======== SOURCE MATERIAL

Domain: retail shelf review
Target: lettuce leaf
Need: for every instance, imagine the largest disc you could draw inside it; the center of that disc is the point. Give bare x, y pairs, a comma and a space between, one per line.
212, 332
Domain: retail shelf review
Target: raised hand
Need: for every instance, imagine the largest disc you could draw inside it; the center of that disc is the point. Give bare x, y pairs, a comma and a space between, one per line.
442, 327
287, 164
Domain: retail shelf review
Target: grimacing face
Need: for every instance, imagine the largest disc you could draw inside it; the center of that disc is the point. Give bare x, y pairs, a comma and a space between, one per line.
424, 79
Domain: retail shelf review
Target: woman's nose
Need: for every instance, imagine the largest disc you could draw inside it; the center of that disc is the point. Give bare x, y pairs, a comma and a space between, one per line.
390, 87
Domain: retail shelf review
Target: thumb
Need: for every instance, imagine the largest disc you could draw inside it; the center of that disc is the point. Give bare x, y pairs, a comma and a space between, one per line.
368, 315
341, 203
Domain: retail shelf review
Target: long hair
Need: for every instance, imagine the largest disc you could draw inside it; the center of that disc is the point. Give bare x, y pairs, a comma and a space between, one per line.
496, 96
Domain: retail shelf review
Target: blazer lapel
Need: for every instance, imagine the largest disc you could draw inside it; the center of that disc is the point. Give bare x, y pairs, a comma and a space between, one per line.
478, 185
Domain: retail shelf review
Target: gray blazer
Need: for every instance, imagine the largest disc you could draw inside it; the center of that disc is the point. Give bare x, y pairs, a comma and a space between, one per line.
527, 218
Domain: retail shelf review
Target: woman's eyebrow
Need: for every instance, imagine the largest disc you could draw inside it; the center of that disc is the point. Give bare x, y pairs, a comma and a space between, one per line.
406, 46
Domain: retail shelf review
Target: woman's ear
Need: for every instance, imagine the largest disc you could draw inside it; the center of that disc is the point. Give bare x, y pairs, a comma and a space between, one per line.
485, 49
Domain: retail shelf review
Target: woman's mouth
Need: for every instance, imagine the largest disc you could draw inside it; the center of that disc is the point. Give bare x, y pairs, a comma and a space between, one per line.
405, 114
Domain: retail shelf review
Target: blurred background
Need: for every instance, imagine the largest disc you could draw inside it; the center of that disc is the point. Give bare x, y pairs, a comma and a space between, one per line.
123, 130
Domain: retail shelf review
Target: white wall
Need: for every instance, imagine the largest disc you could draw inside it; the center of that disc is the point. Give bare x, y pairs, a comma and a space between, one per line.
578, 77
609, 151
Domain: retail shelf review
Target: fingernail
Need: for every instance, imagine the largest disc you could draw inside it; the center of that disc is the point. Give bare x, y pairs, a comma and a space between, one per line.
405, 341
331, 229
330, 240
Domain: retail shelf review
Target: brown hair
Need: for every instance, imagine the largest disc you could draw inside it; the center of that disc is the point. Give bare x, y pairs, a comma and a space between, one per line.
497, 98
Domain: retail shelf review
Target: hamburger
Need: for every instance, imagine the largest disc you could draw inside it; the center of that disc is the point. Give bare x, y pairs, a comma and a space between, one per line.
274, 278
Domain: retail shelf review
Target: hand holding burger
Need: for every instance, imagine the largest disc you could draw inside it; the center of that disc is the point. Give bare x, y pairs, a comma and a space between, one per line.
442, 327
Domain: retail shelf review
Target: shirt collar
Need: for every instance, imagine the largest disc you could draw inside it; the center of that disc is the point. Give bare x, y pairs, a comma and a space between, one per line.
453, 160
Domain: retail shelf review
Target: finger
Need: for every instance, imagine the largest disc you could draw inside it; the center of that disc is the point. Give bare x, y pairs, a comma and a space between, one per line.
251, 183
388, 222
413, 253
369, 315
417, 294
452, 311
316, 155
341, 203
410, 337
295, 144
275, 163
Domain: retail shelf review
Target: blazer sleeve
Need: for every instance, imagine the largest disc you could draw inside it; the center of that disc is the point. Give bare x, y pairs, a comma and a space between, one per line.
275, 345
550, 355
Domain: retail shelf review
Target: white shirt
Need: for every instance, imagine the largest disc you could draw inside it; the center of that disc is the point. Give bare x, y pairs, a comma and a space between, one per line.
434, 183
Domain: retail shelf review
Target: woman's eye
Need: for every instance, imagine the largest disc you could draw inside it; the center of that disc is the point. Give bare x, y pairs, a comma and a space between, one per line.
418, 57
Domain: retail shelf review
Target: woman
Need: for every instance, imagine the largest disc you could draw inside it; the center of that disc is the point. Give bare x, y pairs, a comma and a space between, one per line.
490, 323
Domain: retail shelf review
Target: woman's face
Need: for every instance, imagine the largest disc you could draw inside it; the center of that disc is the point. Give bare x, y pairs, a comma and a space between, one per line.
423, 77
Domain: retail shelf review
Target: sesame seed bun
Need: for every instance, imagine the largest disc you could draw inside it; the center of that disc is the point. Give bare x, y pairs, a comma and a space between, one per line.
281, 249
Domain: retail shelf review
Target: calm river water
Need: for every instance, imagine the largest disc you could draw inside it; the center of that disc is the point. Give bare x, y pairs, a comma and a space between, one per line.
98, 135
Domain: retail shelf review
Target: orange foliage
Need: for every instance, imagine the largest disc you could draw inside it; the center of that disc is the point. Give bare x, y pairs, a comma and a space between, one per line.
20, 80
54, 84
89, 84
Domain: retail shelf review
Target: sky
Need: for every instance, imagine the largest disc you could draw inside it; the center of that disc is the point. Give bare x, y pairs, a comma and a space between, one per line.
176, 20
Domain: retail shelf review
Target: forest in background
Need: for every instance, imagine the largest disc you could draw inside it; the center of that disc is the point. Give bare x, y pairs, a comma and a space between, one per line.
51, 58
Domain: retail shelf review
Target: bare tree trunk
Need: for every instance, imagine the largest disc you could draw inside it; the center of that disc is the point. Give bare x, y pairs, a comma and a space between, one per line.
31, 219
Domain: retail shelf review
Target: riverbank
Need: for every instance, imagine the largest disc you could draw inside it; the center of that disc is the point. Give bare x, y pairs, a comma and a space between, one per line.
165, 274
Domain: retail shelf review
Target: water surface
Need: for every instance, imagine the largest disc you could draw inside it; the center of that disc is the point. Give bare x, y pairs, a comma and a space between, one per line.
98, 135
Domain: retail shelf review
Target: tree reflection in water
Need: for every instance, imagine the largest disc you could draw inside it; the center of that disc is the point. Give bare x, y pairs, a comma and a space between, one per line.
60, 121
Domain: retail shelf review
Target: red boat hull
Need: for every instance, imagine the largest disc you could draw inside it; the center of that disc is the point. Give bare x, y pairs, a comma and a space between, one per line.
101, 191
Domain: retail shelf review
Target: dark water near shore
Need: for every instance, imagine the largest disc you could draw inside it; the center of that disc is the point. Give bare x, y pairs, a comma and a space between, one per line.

================
======== SOURCE MATERIAL

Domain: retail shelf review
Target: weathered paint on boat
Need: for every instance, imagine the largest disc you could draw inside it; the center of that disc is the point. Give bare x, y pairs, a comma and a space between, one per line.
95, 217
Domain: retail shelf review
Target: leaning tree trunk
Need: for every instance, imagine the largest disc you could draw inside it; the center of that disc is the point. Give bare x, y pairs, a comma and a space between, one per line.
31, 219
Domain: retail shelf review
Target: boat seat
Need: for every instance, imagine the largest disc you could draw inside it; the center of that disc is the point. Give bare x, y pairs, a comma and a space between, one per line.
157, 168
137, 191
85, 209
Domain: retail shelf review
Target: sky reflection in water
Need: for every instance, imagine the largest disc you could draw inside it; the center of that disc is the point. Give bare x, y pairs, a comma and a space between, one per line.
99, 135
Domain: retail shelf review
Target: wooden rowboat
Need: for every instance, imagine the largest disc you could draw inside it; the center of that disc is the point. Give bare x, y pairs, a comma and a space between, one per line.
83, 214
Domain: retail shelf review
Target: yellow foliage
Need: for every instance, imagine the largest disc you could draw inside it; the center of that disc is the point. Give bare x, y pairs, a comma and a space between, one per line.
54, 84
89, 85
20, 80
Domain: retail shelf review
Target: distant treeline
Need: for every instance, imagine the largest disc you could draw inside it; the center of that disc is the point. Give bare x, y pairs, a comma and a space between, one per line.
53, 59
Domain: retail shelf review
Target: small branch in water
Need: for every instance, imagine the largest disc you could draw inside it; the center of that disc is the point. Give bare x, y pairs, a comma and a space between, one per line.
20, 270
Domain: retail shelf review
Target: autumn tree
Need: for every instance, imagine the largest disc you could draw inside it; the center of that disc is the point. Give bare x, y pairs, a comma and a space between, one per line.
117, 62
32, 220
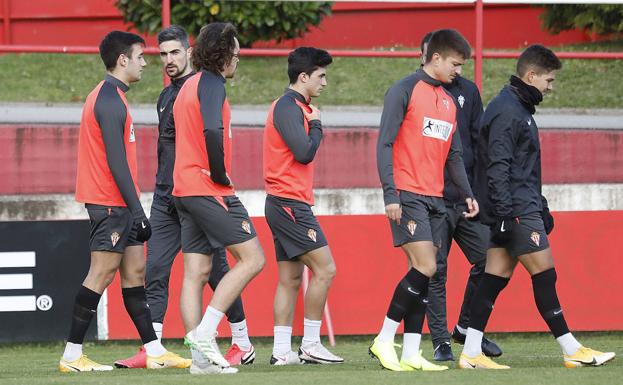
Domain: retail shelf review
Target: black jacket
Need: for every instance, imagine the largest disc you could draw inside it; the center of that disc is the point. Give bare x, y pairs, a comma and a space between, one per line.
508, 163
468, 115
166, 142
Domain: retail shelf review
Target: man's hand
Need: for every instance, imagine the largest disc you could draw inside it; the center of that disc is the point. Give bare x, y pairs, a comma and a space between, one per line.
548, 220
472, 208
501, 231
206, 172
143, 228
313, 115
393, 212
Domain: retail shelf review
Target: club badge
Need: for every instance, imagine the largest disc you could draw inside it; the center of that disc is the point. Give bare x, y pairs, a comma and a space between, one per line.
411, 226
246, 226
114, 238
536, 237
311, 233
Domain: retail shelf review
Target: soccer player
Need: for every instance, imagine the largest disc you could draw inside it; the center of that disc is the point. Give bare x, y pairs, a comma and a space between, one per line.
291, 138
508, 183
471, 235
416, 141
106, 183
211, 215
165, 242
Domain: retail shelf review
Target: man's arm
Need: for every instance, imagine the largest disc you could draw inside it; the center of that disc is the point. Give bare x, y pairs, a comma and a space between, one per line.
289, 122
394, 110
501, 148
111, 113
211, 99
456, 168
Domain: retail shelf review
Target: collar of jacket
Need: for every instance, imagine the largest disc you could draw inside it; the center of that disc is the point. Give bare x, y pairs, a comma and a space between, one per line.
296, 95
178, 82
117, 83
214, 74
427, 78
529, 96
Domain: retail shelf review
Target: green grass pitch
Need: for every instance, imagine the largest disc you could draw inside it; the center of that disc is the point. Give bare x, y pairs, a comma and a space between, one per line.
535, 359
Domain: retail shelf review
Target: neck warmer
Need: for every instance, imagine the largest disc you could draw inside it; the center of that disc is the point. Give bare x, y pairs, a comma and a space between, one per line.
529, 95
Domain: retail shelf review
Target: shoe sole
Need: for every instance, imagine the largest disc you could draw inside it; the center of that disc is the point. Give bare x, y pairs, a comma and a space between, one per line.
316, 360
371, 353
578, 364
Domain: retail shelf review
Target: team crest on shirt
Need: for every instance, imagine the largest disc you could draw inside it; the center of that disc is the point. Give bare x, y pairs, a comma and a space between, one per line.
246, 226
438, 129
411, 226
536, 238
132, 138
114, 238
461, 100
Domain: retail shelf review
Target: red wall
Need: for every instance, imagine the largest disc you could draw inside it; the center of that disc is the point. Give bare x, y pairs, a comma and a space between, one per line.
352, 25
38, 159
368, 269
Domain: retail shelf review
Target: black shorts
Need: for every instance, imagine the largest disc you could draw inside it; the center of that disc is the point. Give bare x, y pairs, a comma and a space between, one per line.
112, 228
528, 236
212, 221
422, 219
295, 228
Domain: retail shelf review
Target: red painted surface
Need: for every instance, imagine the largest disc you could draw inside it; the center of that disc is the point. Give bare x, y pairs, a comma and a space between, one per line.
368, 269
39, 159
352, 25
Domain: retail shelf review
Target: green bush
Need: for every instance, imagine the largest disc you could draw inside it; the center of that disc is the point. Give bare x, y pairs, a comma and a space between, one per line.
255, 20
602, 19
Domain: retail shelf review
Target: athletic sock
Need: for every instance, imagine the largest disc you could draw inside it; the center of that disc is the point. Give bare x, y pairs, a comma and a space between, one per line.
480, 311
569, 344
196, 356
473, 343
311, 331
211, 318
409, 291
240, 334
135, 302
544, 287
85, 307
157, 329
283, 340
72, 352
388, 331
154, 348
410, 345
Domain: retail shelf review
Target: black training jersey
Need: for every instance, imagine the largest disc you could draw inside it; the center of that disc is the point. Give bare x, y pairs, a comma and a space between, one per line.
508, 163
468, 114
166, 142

================

--- INSTRUCTIONS TO FOLLOW ---
List every line in the two blocks above that contains the word "background", copying each such line in full.

--- WRITTEN SOLUTION ---
Target: blurred background
Target: forest in background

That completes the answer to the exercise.